* [WHAT YOU ARE ASKED TO DO]:
Check the lines of the listing below for the word "breaking", and state only how many have it.

* [DATA SHOWN]:
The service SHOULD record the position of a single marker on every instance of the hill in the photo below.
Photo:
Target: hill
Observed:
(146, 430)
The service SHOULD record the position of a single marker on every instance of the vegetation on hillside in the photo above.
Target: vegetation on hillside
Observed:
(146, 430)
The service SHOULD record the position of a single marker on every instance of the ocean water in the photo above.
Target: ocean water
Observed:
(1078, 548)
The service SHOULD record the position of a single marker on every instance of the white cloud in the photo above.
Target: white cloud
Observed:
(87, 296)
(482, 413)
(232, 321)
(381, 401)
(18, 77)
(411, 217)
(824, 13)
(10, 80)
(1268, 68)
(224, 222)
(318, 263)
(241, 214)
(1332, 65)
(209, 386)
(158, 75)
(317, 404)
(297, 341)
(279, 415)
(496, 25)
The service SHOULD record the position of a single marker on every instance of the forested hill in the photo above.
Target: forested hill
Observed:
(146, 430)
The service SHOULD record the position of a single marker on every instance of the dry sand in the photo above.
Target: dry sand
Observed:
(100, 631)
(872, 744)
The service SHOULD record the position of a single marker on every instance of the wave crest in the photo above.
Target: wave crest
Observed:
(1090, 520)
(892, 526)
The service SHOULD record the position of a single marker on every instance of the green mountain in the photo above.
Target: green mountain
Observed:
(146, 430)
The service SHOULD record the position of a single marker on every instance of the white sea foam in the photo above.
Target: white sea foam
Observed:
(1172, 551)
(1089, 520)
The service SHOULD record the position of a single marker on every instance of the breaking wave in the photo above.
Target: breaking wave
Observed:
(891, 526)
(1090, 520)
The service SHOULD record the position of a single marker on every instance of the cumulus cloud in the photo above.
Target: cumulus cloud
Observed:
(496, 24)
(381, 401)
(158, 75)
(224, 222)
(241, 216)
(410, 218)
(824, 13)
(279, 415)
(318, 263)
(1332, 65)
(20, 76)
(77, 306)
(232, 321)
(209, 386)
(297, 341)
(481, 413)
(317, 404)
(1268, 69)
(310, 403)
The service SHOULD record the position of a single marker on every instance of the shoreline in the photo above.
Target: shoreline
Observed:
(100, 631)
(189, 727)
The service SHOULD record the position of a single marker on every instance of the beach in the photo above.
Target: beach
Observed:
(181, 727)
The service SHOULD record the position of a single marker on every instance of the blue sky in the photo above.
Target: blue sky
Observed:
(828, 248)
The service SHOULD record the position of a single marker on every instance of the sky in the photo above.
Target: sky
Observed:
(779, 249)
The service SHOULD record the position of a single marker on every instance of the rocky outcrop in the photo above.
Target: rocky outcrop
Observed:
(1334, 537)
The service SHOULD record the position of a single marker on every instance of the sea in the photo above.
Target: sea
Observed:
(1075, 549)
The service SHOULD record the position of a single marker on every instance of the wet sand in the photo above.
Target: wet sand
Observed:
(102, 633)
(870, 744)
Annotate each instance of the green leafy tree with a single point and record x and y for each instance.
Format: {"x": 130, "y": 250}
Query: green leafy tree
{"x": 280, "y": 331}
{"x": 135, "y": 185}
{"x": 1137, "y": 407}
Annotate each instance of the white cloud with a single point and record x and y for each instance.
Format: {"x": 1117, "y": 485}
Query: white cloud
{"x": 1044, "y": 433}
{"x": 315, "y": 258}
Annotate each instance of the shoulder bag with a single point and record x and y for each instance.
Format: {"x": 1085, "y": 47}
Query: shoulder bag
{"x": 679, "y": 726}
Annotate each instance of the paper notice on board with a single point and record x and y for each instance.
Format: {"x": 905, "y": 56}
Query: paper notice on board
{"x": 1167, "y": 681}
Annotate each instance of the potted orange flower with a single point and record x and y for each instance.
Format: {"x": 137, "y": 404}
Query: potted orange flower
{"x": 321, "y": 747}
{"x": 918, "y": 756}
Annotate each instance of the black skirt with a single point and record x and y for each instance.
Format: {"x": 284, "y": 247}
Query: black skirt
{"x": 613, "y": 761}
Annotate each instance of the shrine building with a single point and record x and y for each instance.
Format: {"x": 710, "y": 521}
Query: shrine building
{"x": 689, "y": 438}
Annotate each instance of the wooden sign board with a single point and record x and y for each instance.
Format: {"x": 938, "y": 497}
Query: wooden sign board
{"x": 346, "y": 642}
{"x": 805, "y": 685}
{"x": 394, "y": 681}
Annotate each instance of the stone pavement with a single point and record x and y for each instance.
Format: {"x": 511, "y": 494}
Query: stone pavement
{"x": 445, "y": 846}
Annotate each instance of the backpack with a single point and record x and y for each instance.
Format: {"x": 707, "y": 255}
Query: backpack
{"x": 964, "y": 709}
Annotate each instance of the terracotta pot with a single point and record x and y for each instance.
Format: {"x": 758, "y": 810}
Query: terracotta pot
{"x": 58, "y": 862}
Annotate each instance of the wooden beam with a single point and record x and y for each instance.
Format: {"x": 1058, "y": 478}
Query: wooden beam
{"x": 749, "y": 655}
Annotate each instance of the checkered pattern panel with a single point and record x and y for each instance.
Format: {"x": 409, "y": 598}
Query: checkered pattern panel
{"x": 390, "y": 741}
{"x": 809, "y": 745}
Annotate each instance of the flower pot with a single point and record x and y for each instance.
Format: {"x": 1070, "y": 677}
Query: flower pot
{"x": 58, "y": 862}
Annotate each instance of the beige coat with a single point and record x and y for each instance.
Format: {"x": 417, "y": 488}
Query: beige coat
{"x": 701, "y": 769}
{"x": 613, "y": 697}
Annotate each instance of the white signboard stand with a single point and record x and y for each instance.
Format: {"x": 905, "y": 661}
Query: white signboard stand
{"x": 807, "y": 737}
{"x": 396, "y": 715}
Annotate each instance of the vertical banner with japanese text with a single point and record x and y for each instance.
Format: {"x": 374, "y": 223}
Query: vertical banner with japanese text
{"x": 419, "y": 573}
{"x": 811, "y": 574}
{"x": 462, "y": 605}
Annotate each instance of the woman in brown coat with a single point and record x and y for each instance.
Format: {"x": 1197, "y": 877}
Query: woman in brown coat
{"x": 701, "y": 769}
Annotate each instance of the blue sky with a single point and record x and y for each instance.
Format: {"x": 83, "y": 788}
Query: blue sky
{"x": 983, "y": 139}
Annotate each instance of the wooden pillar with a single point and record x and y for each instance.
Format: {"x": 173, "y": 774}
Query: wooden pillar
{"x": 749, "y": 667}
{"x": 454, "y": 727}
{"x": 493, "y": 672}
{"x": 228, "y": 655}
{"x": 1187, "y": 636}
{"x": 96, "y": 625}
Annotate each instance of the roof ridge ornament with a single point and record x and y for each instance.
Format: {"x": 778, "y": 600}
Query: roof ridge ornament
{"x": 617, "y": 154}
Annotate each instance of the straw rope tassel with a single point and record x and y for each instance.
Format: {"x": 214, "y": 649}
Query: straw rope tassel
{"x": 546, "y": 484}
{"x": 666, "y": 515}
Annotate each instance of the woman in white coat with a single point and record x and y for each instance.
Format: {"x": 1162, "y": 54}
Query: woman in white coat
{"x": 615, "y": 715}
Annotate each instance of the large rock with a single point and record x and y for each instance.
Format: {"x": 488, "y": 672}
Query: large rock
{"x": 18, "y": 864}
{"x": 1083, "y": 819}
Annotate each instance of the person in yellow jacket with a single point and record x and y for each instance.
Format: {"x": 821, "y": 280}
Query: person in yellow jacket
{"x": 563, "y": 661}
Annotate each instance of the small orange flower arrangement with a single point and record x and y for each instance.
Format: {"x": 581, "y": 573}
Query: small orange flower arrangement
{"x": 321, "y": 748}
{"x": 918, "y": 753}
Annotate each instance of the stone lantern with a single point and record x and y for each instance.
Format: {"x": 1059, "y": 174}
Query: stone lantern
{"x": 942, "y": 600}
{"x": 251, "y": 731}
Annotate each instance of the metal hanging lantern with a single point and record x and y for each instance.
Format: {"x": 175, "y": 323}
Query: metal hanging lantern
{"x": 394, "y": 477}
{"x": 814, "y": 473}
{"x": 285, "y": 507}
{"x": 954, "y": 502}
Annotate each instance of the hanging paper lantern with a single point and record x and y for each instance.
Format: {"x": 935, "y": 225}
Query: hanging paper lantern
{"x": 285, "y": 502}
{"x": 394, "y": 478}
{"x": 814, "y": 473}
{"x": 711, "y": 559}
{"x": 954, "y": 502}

* [FINISHED TASK]:
2